TASK STATEMENT: Lay out every line of the records below as a Markdown table with the columns "Row" and "Line." Number the rows in order, and leave out any blank lines.

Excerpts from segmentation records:
*****
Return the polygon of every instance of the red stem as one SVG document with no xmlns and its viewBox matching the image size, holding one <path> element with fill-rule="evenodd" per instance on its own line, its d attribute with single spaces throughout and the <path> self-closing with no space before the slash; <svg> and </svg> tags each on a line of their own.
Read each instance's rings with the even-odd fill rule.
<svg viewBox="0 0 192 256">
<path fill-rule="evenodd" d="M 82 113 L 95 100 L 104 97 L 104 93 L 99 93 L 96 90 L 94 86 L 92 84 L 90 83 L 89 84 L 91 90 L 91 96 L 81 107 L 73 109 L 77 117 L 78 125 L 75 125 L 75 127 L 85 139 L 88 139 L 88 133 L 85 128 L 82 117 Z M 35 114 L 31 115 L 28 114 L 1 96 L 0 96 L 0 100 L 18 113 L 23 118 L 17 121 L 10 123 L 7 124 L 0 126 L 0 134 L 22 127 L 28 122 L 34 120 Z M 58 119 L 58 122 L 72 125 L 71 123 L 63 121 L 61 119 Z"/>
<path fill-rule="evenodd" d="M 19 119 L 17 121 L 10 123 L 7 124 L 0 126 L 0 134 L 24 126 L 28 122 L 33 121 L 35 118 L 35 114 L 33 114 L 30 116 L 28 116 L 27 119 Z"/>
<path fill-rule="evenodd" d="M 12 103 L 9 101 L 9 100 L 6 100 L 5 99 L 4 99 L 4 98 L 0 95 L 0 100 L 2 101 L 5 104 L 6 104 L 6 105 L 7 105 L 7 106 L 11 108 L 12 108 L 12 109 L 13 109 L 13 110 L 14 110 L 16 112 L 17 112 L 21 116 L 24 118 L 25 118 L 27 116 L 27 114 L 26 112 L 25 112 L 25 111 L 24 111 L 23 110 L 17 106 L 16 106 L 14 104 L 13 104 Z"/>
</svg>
*****
TASK OUTPUT:
| Row | Line |
|---|---|
| 1 | Return the polygon of every instance of the red stem as one SVG document with no xmlns and its viewBox matching the image size, holding one <path> element with fill-rule="evenodd" per instance on its own line, its d attribute with single spaces throughout and the <path> self-closing with no space before the slash; <svg> and </svg> tags each on a line of their own. |
| 2 | Read each instance's rings with the even-odd fill rule. |
| 3 | <svg viewBox="0 0 192 256"> |
| 4 | <path fill-rule="evenodd" d="M 82 113 L 95 100 L 104 97 L 104 93 L 99 93 L 96 90 L 94 86 L 92 84 L 90 83 L 89 84 L 91 90 L 91 96 L 81 107 L 73 109 L 77 117 L 78 125 L 75 125 L 75 127 L 85 139 L 88 139 L 88 133 L 85 128 L 82 117 Z M 35 114 L 31 115 L 28 114 L 1 96 L 0 96 L 0 100 L 18 113 L 23 118 L 17 121 L 10 123 L 7 124 L 0 126 L 0 134 L 22 127 L 28 122 L 34 120 Z M 58 119 L 58 122 L 72 125 L 71 123 L 63 121 L 61 119 Z"/> |
| 5 | <path fill-rule="evenodd" d="M 19 119 L 17 121 L 10 123 L 7 124 L 0 126 L 0 134 L 24 126 L 28 122 L 33 121 L 35 118 L 35 114 L 33 114 L 30 116 L 28 116 L 27 119 Z"/> |
| 6 | <path fill-rule="evenodd" d="M 12 103 L 9 101 L 9 100 L 6 100 L 5 99 L 4 99 L 4 98 L 0 95 L 0 100 L 2 101 L 5 104 L 6 104 L 6 105 L 7 105 L 7 106 L 11 108 L 12 108 L 12 109 L 13 109 L 13 110 L 14 110 L 16 112 L 17 112 L 21 116 L 24 118 L 25 118 L 27 116 L 27 114 L 26 112 L 25 112 L 25 111 L 24 111 L 23 110 L 17 106 L 16 106 L 14 104 L 13 104 Z"/> |
| 7 | </svg> |